____ DATA FOR PROCESSING
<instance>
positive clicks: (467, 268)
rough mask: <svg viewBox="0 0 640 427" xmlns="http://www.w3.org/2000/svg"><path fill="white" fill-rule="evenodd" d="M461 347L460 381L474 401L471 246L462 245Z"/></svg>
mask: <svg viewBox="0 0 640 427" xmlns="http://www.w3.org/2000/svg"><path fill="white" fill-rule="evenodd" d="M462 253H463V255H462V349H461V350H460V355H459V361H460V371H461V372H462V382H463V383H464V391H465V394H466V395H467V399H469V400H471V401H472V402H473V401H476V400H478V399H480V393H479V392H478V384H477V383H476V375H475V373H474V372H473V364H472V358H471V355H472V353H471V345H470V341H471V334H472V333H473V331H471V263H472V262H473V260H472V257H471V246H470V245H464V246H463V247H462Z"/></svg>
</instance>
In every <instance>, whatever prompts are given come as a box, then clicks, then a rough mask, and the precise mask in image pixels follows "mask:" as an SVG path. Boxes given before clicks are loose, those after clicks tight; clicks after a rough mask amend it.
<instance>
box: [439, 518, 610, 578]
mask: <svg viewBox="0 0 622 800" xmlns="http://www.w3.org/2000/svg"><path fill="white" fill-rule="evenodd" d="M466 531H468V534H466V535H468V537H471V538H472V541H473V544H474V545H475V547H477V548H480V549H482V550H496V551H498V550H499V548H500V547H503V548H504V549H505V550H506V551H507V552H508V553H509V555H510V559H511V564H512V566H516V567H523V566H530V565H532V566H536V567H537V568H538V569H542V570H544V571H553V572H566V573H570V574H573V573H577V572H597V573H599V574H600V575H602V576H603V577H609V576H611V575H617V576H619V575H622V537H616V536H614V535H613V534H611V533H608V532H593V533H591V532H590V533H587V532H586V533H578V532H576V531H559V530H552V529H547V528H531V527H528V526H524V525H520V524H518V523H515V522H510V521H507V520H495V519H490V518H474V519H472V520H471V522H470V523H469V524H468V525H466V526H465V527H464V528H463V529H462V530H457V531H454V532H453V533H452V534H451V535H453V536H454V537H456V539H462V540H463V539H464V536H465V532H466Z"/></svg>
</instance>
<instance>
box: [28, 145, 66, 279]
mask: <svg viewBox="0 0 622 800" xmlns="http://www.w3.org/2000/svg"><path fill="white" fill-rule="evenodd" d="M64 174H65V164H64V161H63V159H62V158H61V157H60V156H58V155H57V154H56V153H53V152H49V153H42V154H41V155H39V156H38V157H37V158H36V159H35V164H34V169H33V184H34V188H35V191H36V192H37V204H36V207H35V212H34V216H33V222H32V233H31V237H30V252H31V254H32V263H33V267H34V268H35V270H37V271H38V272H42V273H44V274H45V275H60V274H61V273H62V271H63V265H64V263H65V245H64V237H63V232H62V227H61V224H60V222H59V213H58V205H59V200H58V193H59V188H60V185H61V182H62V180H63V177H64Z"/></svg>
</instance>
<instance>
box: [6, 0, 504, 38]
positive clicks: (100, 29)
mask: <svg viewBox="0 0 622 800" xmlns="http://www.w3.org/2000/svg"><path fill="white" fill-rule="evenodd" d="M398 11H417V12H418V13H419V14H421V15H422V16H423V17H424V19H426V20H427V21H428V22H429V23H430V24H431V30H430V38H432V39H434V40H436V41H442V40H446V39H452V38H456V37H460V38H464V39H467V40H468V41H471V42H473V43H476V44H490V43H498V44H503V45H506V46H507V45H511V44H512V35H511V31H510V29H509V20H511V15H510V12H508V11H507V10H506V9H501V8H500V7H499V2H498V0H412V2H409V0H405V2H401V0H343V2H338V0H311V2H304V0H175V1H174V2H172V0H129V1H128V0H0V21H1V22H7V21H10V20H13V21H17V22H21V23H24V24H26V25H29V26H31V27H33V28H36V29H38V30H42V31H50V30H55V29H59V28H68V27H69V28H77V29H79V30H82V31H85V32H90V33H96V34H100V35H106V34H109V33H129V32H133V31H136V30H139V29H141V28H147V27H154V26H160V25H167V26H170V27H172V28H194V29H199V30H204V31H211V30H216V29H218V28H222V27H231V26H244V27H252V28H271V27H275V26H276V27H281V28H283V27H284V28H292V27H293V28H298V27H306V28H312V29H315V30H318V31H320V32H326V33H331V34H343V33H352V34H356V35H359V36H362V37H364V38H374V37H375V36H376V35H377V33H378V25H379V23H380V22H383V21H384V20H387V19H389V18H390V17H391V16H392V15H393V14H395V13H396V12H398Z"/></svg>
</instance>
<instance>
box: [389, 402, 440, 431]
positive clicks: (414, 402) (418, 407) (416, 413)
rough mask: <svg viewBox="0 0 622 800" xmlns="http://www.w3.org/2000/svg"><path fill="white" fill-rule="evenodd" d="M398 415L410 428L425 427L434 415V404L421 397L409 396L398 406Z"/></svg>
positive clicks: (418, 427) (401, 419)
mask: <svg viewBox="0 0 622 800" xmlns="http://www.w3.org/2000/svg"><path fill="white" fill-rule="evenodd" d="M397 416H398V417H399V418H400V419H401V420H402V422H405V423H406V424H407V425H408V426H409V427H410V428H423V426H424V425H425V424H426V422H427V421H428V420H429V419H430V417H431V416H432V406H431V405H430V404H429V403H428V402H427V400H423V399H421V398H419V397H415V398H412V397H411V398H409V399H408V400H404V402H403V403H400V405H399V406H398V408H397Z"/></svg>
________
Each line of the data is to be written out again exactly.

<instance>
positive clicks: (467, 268)
rough mask: <svg viewBox="0 0 640 427" xmlns="http://www.w3.org/2000/svg"><path fill="white" fill-rule="evenodd" d="M461 347L460 381L474 401L471 246L462 245Z"/></svg>
mask: <svg viewBox="0 0 640 427" xmlns="http://www.w3.org/2000/svg"><path fill="white" fill-rule="evenodd" d="M462 253H463V255H462V349H461V350H460V355H459V361H460V371H461V372H462V382H463V383H464V391H465V394H466V395H467V399H469V400H471V401H472V402H473V401H476V400H478V399H480V393H479V392H478V384H477V383H476V375H475V373H474V372H473V364H472V358H471V355H472V353H471V345H470V341H471V334H472V333H473V331H471V263H472V262H473V260H472V257H471V246H470V245H464V246H463V247H462Z"/></svg>
</instance>
In every <instance>, whatever prompts are given come as a box, then clicks, then a rough mask, and the precise mask in image pixels follows "mask:" as an SVG path. Boxes given before clicks are loose, those after clicks tight; clicks after a rough mask amend it.
<instance>
box: [439, 518, 610, 578]
mask: <svg viewBox="0 0 622 800" xmlns="http://www.w3.org/2000/svg"><path fill="white" fill-rule="evenodd" d="M466 531H468V534H466V535H468V537H471V538H472V541H473V544H474V545H475V547H477V548H480V549H482V550H496V551H498V550H499V548H500V547H503V548H504V549H505V550H506V551H507V552H508V553H509V555H510V559H511V564H512V566H516V567H523V566H530V565H532V566H536V567H537V568H538V569H542V570H544V571H553V572H566V573H570V574H573V573H577V572H597V573H599V574H600V575H602V576H603V577H609V576H611V575H617V576H619V575H622V537H616V536H614V535H613V534H611V533H608V532H593V533H591V532H590V533H587V532H586V533H578V532H576V531H559V530H552V529H547V528H531V527H528V526H524V525H520V524H518V523H515V522H510V521H507V520H495V519H490V518H474V519H472V520H471V522H470V523H469V524H468V525H466V526H465V527H464V528H463V529H462V530H457V531H454V532H453V533H452V534H451V535H453V536H454V537H456V539H462V540H463V539H464V536H465V532H466Z"/></svg>
</instance>
<instance>
box: [28, 145, 66, 279]
mask: <svg viewBox="0 0 622 800" xmlns="http://www.w3.org/2000/svg"><path fill="white" fill-rule="evenodd" d="M64 174H65V164H64V161H63V159H62V158H61V157H60V156H58V155H57V154H56V153H53V152H49V153H42V154H41V155H39V156H38V157H37V158H36V159H35V164H34V169H33V184H34V188H35V191H36V192H37V204H36V207H35V212H34V216H33V222H32V233H31V237H30V252H31V254H32V263H33V267H34V268H35V270H37V271H38V272H42V273H44V274H45V275H60V274H61V273H62V271H63V265H64V263H65V245H64V237H63V232H62V227H61V224H60V222H59V213H58V205H59V200H58V193H59V188H60V185H61V182H62V180H63V177H64Z"/></svg>
</instance>
<instance>
box: [6, 0, 504, 38]
positive clicks: (100, 29)
mask: <svg viewBox="0 0 622 800" xmlns="http://www.w3.org/2000/svg"><path fill="white" fill-rule="evenodd" d="M398 11H417V12H418V13H419V14H421V15H422V16H423V17H424V19H426V20H427V21H428V22H429V23H430V24H431V30H430V38H432V39H434V40H436V41H442V40H446V39H452V38H456V37H460V38H464V39H467V40H468V41H471V42H473V43H476V44H490V43H498V44H503V45H506V46H507V45H511V44H512V35H511V31H510V29H509V20H511V15H510V12H508V11H507V10H506V9H501V8H500V7H499V2H498V0H412V2H409V0H405V2H401V0H343V2H338V0H311V2H304V0H175V1H174V2H172V0H129V1H128V0H0V21H1V22H7V21H10V20H13V21H17V22H21V23H24V24H26V25H29V26H31V27H33V28H36V29H38V30H42V31H50V30H55V29H59V28H68V27H69V28H77V29H79V30H82V31H85V32H90V33H96V34H100V35H106V34H109V33H129V32H133V31H136V30H139V29H141V28H147V27H154V26H160V25H167V26H170V27H172V28H194V29H199V30H204V31H211V30H216V29H218V28H222V27H231V26H244V27H252V28H271V27H275V26H276V27H281V28H283V27H284V28H292V27H293V28H298V27H306V28H312V29H315V30H318V31H320V32H326V33H331V34H343V33H352V34H356V35H359V36H362V37H364V38H374V37H375V36H376V35H377V33H378V25H379V23H380V22H383V21H384V20H387V19H389V18H390V17H391V16H392V15H393V14H395V13H396V12H398Z"/></svg>
</instance>
<instance>
box: [389, 402, 440, 431]
positive clicks: (414, 402) (418, 407) (416, 413)
rough mask: <svg viewBox="0 0 622 800" xmlns="http://www.w3.org/2000/svg"><path fill="white" fill-rule="evenodd" d="M398 415L410 428L425 427L434 415V404L421 397L409 396L398 406Z"/></svg>
positive clicks: (418, 427) (401, 419)
mask: <svg viewBox="0 0 622 800" xmlns="http://www.w3.org/2000/svg"><path fill="white" fill-rule="evenodd" d="M397 416H398V417H399V418H400V419H401V420H402V422H405V423H406V424H407V425H408V426H409V427H410V428H423V426H424V425H425V424H426V422H427V421H428V420H429V419H430V417H431V416H432V406H431V405H430V404H429V403H428V402H427V400H423V399H421V398H419V397H415V398H412V397H411V398H409V399H408V400H404V402H403V403H400V405H399V406H398V408H397Z"/></svg>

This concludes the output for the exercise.